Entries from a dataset
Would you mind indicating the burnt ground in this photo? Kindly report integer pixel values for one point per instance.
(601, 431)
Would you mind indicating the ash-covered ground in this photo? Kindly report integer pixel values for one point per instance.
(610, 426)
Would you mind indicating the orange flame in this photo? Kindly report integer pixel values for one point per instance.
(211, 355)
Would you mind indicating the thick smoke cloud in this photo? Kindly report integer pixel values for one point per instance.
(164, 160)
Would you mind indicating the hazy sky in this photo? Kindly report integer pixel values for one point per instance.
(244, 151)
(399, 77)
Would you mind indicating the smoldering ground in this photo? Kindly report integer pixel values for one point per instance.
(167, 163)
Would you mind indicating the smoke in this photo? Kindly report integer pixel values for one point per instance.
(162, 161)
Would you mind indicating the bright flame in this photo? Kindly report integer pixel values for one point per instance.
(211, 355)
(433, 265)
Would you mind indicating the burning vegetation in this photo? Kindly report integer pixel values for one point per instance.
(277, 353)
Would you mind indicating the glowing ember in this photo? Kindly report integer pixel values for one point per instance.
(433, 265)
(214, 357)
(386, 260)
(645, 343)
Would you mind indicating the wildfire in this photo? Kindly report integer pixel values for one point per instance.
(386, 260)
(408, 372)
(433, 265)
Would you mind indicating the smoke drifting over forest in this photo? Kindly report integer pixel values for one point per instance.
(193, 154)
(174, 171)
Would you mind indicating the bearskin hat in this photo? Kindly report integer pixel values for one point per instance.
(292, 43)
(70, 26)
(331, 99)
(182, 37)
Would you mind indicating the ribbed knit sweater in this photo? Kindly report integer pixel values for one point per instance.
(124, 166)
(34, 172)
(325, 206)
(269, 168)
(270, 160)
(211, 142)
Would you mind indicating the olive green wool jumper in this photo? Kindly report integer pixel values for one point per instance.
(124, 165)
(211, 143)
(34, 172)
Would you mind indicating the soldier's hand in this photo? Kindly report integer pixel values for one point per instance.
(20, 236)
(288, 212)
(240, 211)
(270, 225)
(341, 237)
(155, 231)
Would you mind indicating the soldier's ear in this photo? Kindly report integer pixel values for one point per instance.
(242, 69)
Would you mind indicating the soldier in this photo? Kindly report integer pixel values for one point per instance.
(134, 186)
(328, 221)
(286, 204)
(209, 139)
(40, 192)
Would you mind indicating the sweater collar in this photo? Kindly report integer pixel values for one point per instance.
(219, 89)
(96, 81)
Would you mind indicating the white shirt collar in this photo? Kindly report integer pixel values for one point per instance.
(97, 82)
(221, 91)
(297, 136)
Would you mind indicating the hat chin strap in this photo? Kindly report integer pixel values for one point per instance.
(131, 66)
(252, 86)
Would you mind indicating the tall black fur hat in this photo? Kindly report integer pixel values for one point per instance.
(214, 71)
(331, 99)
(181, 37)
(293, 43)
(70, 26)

What to produce
Replace "Kindly" with "Please" throughout the entries above and write out every entry again, changing nothing else.

Answer in full
Would you mind indicating the burnt ground in this photo? Please report integer pixel values for one point per instance.
(601, 431)
Would you mind indicating the ash-covered ground in this photo? Please report integer pixel values for one point per instance.
(610, 426)
Would you mind indicating the orange flame in this photo? Please report integer pixel values for one point per instance.
(211, 355)
Would you mind indicating the thick smoke cloud in this photo? Please report integer pixel values for one point per instance.
(164, 160)
Would you mind indicating the hazy sky in this photo? Please report integer pixel values for one point per instance.
(244, 151)
(399, 77)
Would you mind indicating the smoldering ground in this photo? Please report integer pixel values for one point per instance.
(167, 163)
Would you mind indicating the smoke in this photo? Please report integer pixel values for one point per instance.
(162, 161)
Would you mind indicating the bright flame in this photo? Please report integer pixel values for one point per instance.
(211, 355)
(433, 265)
Would you mind indicating the burning vegetation in this photo? Please report integer pixel values for one point per instance.
(277, 353)
Would you mind indicating the glowing ember in this photo? Please report integer pixel values for one point per instance.
(433, 265)
(214, 357)
(386, 260)
(645, 343)
Would you mind indicating the wildfire in this photo? Please report integer pixel values for one point per instance.
(386, 260)
(408, 372)
(433, 265)
Would you mind indicating the smoke drifting over forest in this photo? Please report integer pixel values for one point per instance.
(193, 154)
(174, 171)
Would you mind indicating the bearskin hat in this photo? Please report integer pixel values for one point per instance.
(292, 43)
(70, 26)
(331, 99)
(182, 37)
Would you mind indicating the ribbed knit sweater in this photo? Please report integer pixel values for one point per instance.
(124, 166)
(34, 172)
(325, 206)
(269, 168)
(270, 160)
(211, 142)
Would you mind indicating the olive green wool jumper in this photo? Please report integer pixel values for one point per instance.
(124, 165)
(211, 143)
(34, 172)
Would you mind indicating the soldier's hand in this photo? Please report integer pixel values for one point per instance.
(20, 236)
(288, 212)
(240, 211)
(270, 225)
(341, 237)
(155, 231)
Would you mind indicating the soldier's ear in this photo? Please report integer pixel values for one point per instance.
(242, 69)
Would you mind indicating the soldier in this photo? Please report integer pixel values for one point per instance.
(134, 186)
(328, 221)
(286, 204)
(209, 139)
(40, 192)
Would you mind indicating the sweater collar in this photo? Please report integer pixel values for one point per instance.
(219, 89)
(96, 81)
Would you mind indicating the white shirt collar in this photo? Please report integer pixel values for one point per instance.
(97, 82)
(221, 91)
(297, 136)
Would you mind indicating the hat chin strap in this photo? Please report integer pixel values for one point per instance.
(131, 66)
(252, 86)
Would you mind indicating the tall black fur hat in this photo? Please report integer pixel values for one point per instance.
(214, 71)
(331, 99)
(181, 37)
(293, 43)
(70, 26)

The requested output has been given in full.